**Set task**.
Convert the listing below into a JSON array of strings, with one string per line and blank lines omitted.

**Data**.
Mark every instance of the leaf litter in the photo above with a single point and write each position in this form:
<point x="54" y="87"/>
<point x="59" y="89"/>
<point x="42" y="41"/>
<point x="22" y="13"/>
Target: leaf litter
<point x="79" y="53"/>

**Correct output**.
[
  "Mark every instance of the leaf litter in the photo above with a single point and write each position in this form:",
  "<point x=\"54\" y=\"87\"/>",
  "<point x=\"59\" y=\"89\"/>",
  "<point x=\"42\" y=\"41\"/>",
  "<point x=\"22\" y=\"13\"/>",
  "Target: leaf litter",
  "<point x=\"79\" y=\"53\"/>"
]